TASK DESCRIPTION: All of the data below must be repeated exactly.

EXERCISE MATERIALS:
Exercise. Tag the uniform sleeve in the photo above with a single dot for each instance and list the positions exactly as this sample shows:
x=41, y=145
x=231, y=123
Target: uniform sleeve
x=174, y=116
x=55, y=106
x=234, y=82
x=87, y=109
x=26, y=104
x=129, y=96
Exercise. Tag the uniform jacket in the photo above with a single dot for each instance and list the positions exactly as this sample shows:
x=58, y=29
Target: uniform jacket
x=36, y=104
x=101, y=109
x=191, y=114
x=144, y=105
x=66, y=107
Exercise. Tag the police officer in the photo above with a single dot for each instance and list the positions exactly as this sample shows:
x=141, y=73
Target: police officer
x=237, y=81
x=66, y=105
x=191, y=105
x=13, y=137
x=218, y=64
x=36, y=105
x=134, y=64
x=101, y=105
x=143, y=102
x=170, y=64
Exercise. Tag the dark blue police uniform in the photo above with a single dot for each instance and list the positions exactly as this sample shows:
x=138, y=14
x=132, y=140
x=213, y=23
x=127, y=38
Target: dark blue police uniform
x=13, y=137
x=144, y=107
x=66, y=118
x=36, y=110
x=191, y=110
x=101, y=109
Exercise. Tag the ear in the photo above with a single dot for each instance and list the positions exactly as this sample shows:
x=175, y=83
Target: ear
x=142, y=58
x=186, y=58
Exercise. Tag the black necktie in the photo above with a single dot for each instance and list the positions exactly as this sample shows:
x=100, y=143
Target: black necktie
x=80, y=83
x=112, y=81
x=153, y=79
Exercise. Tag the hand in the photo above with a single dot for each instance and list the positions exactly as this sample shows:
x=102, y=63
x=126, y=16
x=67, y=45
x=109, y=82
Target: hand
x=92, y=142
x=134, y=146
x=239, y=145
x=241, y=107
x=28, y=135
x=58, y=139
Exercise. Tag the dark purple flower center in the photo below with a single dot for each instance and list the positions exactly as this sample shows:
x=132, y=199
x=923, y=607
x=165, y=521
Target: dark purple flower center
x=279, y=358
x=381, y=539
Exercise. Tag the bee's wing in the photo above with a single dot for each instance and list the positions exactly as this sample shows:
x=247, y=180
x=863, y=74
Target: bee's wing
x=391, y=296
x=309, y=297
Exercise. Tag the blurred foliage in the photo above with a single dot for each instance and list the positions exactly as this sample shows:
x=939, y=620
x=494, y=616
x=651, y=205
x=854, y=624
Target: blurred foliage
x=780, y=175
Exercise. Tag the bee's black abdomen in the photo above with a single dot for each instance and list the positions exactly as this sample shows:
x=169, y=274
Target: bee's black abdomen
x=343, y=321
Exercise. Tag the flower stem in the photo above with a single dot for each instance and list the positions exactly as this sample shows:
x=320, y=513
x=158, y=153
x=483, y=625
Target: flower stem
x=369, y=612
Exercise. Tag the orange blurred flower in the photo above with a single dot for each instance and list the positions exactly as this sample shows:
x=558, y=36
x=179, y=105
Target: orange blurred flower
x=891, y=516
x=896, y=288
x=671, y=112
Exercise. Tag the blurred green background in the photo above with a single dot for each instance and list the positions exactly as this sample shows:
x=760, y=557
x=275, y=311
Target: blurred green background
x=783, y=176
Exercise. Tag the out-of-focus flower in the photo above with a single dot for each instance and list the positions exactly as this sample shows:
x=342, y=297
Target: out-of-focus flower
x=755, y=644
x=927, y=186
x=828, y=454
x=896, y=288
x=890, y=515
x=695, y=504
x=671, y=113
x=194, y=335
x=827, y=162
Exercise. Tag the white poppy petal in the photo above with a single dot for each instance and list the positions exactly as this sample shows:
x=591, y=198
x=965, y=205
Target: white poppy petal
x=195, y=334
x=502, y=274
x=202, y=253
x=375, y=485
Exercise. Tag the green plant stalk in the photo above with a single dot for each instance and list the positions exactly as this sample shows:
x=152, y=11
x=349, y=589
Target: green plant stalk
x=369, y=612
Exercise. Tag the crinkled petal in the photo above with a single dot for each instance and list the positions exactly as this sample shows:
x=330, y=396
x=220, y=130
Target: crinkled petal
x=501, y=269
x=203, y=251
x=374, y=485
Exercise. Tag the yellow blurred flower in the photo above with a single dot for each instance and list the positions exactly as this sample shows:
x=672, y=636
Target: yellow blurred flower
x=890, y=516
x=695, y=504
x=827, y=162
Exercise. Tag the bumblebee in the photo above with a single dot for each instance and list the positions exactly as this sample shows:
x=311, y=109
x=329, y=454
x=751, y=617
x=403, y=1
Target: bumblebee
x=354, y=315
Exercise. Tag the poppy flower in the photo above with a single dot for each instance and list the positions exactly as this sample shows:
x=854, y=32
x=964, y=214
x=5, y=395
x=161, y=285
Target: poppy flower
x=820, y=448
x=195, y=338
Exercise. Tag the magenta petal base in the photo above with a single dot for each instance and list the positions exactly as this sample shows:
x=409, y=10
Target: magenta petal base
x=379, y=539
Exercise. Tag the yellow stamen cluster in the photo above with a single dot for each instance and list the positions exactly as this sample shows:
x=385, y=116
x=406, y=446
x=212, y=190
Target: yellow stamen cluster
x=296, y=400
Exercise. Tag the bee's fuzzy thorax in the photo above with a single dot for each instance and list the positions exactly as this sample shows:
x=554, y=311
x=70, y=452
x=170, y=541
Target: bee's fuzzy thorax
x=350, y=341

WRITTEN RESPONSE:
Exercise. Tag the uniform sleeve in the photo above with a single dot for each instance and list the positions exactly as this sample shows:
x=41, y=145
x=231, y=123
Target: uniform sleeve
x=174, y=116
x=55, y=106
x=234, y=82
x=87, y=109
x=26, y=104
x=129, y=96
Exercise. Tag the uniform jacket in the photo above with a single dot for each instance and list the positions exactly as this sample shows:
x=58, y=29
Target: uniform jacket
x=36, y=104
x=101, y=109
x=191, y=114
x=144, y=105
x=66, y=107
Exercise. Tag the police officer in the photo above with a single dot for each instance and list the positions exactly as this sample shows:
x=141, y=73
Target: police officer
x=237, y=81
x=66, y=105
x=191, y=105
x=13, y=137
x=218, y=64
x=36, y=105
x=134, y=64
x=101, y=105
x=143, y=102
x=170, y=64
Exercise. Tag the dark blue police uniform in the photo above with a single dot for each instance and list the positions exactly as this sample shows:
x=138, y=14
x=132, y=140
x=213, y=23
x=127, y=38
Target: dark blue police uniform
x=13, y=137
x=144, y=107
x=66, y=118
x=36, y=110
x=191, y=110
x=101, y=109
Exercise. Tag the ear in the photo above with a single dot for each instance and list the positions exactly as this sample shows:
x=175, y=83
Target: ear
x=142, y=58
x=186, y=58
Exercise. Tag the black necktie in the photo above with a single dot for each instance and list the positions exactly as this sample shows:
x=100, y=143
Target: black necktie
x=80, y=83
x=112, y=81
x=153, y=79
Exercise. Tag the hand in the photo above with a single dot for each instance and list the positions exactly as this sample shows:
x=102, y=63
x=126, y=16
x=67, y=45
x=109, y=82
Target: hand
x=92, y=142
x=134, y=146
x=239, y=145
x=241, y=107
x=28, y=135
x=58, y=139
Exercise. Tag the dark purple flower center in the photo below with a single dot for each instance and list the positions exactly as this sample shows:
x=132, y=199
x=923, y=607
x=165, y=521
Target: dark purple flower center
x=279, y=358
x=381, y=539
Exercise. Tag the bee's wing in the photo above with a single dot for each instance and list the positions exactly as this sample shows:
x=247, y=180
x=863, y=74
Target: bee's wing
x=391, y=296
x=309, y=297
Exercise. Tag the blurred foliage in the photo above with a single dot for each instance and list the positions exactly as this sample shows:
x=939, y=620
x=494, y=616
x=651, y=205
x=854, y=624
Target: blurred foliage
x=780, y=175
Exercise. Tag the bee's black abdomen in the photo above with a single dot for each instance and list the positions exactly as this sample shows:
x=169, y=274
Target: bee's black abdomen
x=343, y=321
Exercise. Tag the flower stem in the photo above with a single dot for each instance and list the positions exactly as this sample shows:
x=320, y=513
x=158, y=153
x=483, y=625
Target: flower stem
x=369, y=612
Exercise. Tag the orange blurred flower in the photo above with a single dot for each instance and list the positions exactly as this sample shows:
x=558, y=36
x=179, y=105
Target: orange blurred flower
x=891, y=516
x=896, y=288
x=671, y=112
Exercise. Tag the blurred green background in the photo above with a single dot for each instance and list the positions exactly as this sample shows:
x=760, y=557
x=275, y=311
Target: blurred green background
x=783, y=176
Exercise. Tag the out-of-focus flower in the photo above with a single dot for each instance and list the positions exactly as this sample shows:
x=342, y=297
Target: out-of-focus flower
x=755, y=644
x=927, y=186
x=828, y=454
x=896, y=288
x=890, y=515
x=695, y=504
x=671, y=113
x=194, y=335
x=827, y=162
Exercise. Tag the white poppy petal in the photo above with a single dot for each instance and list the positions exactly as this sample shows:
x=591, y=198
x=965, y=205
Target: white poppy petal
x=195, y=334
x=502, y=274
x=202, y=253
x=375, y=485
Exercise. Tag the green plant stalk in the photo above with a single dot for each instance and list the positions exactly as this sample shows:
x=152, y=11
x=349, y=589
Target: green plant stalk
x=369, y=612
Exercise. Tag the crinkled petal in the photo above with a single dot for each instance and list the positions exactly as this sample shows:
x=330, y=396
x=220, y=130
Target: crinkled petal
x=501, y=269
x=203, y=251
x=374, y=485
Exercise. Tag the yellow blurred flower in the photo above with a single dot for each instance and list the positions exactly as this sample shows:
x=672, y=636
Target: yellow blurred flower
x=890, y=516
x=695, y=504
x=827, y=162
Exercise. Tag the bumblebee in the photo above with a single dot for each instance and list the positions exactly as this sample shows:
x=311, y=109
x=329, y=454
x=751, y=617
x=403, y=1
Target: bumblebee
x=354, y=315
Exercise. Tag the poppy flower in the photo above with a single dot for each instance and list the positions exactly as this sample shows:
x=854, y=32
x=964, y=214
x=5, y=395
x=161, y=285
Target: poppy flower
x=820, y=448
x=195, y=338
Exercise. Tag the magenta petal base in the photo above with a single dot for each instance and list the positions exactly as this sample shows:
x=409, y=10
Target: magenta petal base
x=379, y=539
Exercise. Tag the yellow stamen cluster in the photo above with a single dot for each instance and list the positions exactly as this sample shows:
x=385, y=116
x=406, y=446
x=212, y=190
Target: yellow stamen cluster
x=296, y=400
Exercise. Tag the bee's fuzzy thorax in the photo above with a single dot for each instance and list the positions exactly as this sample shows:
x=554, y=311
x=70, y=452
x=170, y=541
Target: bee's fuzzy thorax
x=350, y=341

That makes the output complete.